### [ABOUT THIS EXERCISE]
Begin at the top of the following data. Copy each line exactly until you have copied the line containing "positive clicks: (270, 201)".

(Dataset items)
┏━━
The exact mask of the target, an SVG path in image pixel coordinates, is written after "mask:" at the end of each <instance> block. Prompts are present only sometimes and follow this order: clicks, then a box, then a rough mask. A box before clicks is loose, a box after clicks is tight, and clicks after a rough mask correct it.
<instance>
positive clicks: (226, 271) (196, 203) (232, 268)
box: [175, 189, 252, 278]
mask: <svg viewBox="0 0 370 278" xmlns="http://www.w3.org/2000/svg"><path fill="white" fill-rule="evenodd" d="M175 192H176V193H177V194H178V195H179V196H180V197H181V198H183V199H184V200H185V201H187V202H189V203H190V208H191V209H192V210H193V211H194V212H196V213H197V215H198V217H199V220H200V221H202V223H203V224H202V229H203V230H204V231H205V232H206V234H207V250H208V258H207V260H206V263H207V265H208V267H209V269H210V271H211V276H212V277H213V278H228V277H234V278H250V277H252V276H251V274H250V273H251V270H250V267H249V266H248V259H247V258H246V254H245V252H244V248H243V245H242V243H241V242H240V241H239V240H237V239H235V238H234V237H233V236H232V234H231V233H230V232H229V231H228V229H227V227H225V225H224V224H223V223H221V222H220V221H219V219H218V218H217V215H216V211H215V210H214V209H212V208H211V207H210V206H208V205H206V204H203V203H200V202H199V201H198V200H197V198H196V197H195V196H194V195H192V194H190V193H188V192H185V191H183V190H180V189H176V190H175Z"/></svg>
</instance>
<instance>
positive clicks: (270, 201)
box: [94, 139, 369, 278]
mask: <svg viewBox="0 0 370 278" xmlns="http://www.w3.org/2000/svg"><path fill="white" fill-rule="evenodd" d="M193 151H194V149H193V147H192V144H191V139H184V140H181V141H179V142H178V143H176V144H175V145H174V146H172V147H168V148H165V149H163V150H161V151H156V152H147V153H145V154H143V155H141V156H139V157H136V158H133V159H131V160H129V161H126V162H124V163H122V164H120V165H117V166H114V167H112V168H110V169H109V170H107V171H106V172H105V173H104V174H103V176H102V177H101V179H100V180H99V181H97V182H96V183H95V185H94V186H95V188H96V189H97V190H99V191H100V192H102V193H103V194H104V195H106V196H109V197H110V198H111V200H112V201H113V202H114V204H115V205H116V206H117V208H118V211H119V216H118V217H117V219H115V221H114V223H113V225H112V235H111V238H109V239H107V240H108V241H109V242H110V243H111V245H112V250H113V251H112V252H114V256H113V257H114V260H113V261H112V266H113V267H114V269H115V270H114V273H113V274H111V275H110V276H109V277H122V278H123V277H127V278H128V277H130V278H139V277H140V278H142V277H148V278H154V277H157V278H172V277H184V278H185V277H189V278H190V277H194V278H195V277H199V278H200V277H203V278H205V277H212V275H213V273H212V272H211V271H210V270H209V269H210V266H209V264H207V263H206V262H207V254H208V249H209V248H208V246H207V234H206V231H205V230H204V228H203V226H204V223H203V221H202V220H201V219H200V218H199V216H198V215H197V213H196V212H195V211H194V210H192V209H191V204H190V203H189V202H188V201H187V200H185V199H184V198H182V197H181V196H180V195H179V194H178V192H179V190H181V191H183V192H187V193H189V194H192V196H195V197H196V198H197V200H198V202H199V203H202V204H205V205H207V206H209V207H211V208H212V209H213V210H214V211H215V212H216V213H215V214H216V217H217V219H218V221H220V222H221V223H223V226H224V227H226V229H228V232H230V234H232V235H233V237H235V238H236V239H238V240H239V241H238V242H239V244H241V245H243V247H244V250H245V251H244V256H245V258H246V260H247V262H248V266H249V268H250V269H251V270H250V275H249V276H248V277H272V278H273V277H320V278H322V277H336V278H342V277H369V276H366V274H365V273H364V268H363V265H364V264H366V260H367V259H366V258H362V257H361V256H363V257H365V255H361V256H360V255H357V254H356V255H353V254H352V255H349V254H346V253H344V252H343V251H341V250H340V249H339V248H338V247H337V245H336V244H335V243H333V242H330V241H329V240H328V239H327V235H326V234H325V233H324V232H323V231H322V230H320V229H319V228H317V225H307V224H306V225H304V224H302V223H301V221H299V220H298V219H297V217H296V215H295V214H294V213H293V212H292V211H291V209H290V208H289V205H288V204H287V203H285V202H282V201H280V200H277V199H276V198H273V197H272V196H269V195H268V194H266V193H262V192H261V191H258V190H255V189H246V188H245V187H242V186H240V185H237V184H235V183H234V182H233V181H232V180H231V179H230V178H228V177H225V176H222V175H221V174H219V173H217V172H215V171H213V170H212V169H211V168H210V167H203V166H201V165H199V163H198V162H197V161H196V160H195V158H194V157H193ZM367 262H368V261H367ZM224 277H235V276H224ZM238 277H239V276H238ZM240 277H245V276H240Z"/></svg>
┗━━
### [RESPONSE TO THIS EXERCISE]
The exact mask of the target, an SVG path in image pixel coordinates, is written after "mask:" at the end of each <instance> block. Prompts are present only sometimes and follow this order: clicks, then a box, then a rough mask. A box before clicks is loose, a box after clicks is tight, and clicks after a rough mask correct it.
<instance>
positive clicks: (226, 271) (196, 203) (232, 268)
box: [175, 189, 252, 278]
mask: <svg viewBox="0 0 370 278" xmlns="http://www.w3.org/2000/svg"><path fill="white" fill-rule="evenodd" d="M175 192H176V193H177V194H178V195H179V196H180V197H181V198H183V199H184V200H185V201H187V202H189V203H190V208H191V209H192V210H193V211H194V212H196V213H197V215H198V217H199V220H200V221H202V223H203V224H202V229H203V230H204V231H205V232H206V234H207V250H208V258H207V260H206V263H207V265H208V267H209V269H210V271H211V276H212V277H213V278H228V277H234V278H250V277H252V276H251V274H250V273H251V270H250V267H249V266H248V259H247V258H246V254H245V252H244V248H243V245H242V243H241V242H240V241H239V240H237V239H235V238H234V237H233V236H232V234H231V233H230V232H229V231H228V229H227V227H225V225H224V224H223V223H221V222H220V221H219V219H218V218H217V215H216V211H215V210H214V209H212V208H211V207H210V206H208V205H206V204H203V203H200V202H199V201H198V200H197V198H196V197H195V196H194V195H192V194H190V193H188V192H185V191H183V190H180V189H176V190H175Z"/></svg>
</instance>
<instance>
positive clicks: (270, 201)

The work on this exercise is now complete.